### Set task a
Locate every line in the entries below that contains the word "pink", and copy each of those lines.

### Text provided
Since the 1970s, child welfare policies and programs have focused on providing children and youths in foster care with permanency (Pike, 1976). For the purposes of this article, we are interested in permanency associated with a stable exit from foster care, as well as placement stability while in care. Child welfare research has typically centered on increasing permanent exits from foster care, for example, successful reunification, adoption, or guardianship (Berrick, Needell, Barth, & Jonson-Reid, 1998). Little work has been done to understand how stability during foster care and permanency after child welfare foster care is linked to later delinquent acts that lead to probation-supervised foster care. The present study followed children who exited child welfare foster care before emancipation to understand how placement stability and permanence following care was associated with subsequent placement in probation-supervised foster care. This was done while controlling for child demographics and foster care s ervice information (for example, placement types, number of spells, and length of stay).

### Set task b
Write the next part of the passage above on foster care and later probation placement, picking up right after its final sentence.

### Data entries
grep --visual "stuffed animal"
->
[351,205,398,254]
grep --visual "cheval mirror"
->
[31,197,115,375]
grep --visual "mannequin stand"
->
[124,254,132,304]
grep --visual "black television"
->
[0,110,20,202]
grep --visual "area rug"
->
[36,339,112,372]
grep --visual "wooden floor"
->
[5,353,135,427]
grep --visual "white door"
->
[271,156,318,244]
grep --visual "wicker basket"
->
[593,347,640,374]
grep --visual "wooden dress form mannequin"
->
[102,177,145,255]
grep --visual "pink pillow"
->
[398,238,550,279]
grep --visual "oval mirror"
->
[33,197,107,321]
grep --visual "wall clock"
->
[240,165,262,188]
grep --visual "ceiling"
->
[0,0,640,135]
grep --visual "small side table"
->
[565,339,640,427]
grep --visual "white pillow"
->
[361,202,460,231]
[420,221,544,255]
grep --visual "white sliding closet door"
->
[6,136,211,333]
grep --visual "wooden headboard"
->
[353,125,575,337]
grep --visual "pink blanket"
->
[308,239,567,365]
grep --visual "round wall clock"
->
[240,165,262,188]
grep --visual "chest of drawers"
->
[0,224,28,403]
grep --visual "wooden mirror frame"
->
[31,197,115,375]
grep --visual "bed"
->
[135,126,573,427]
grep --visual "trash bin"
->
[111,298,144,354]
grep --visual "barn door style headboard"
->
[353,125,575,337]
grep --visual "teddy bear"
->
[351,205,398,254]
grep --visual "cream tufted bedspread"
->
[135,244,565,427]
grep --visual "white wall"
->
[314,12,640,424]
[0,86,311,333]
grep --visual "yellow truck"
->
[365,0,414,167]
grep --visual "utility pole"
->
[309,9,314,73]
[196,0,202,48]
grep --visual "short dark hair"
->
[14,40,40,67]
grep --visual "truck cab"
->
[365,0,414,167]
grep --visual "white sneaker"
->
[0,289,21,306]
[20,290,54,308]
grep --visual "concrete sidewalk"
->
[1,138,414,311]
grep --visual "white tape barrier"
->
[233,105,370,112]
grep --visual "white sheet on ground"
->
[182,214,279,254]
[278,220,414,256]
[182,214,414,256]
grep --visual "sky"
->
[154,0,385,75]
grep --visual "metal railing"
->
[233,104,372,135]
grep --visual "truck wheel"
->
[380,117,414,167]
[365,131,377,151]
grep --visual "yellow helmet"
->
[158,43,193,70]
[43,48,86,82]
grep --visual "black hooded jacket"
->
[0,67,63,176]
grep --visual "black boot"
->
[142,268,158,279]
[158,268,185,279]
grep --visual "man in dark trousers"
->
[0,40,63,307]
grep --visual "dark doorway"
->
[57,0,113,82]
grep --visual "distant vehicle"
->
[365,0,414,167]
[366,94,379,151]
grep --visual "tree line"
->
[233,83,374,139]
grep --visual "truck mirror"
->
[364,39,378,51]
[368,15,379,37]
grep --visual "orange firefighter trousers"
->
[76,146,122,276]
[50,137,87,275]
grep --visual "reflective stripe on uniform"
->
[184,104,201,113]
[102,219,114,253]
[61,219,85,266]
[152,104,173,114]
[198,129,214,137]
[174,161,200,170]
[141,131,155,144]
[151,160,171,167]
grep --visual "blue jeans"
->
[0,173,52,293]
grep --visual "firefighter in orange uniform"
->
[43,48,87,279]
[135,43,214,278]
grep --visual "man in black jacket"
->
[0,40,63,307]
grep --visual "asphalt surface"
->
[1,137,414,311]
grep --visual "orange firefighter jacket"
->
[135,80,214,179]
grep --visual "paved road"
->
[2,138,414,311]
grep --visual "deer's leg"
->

### Task response a
grep --visual "pink pillow"
grep --visual "pink blanket"

### Task response b
An underlying assumption in child welfare agencies and most child welfare research is that the absence of a return to child welfare foster care indicates a positive outcome. Children who leave the child welfare system before emancipation may, however, again experience foster or group care under the supervision of either juvenile justice or mental health agencies. Neither mental health- nor probation-supervised foster care is a positive indicator of development.
Juvenile probation departments may use a foster or group home as a sentencing option for children and youths who have committed a crime that is serious enough to handle formally but does not warrant a more restrictive placement in a juvenile detention facility (Greenwood, 1996). Youths may be placed in such homes when there is insufficient supervision at home to ensure successful probation services with the family of origin. Program descriptions and legislative testimony indicate that the reason for placement often is related to family conditions similar to those found in families served by the child welfare system (Los Angeles County Probation Department, 2001; Close to home: Community-based mental health services for children, 1991).
An accurate description of the youths in probation foster care is impossible to provide. Although state and federal reports on juvenile probation cases exist, these reports combine probation-supervised foster care with other types of residential placements such as camps, detention facilities, or mental health facilities (Puzzanchera et al., 2000). In our study of probation foster or group care, the most common type of placement is a six-bed community group home--juvenile detention facilities and rural camp settings are not included in these data.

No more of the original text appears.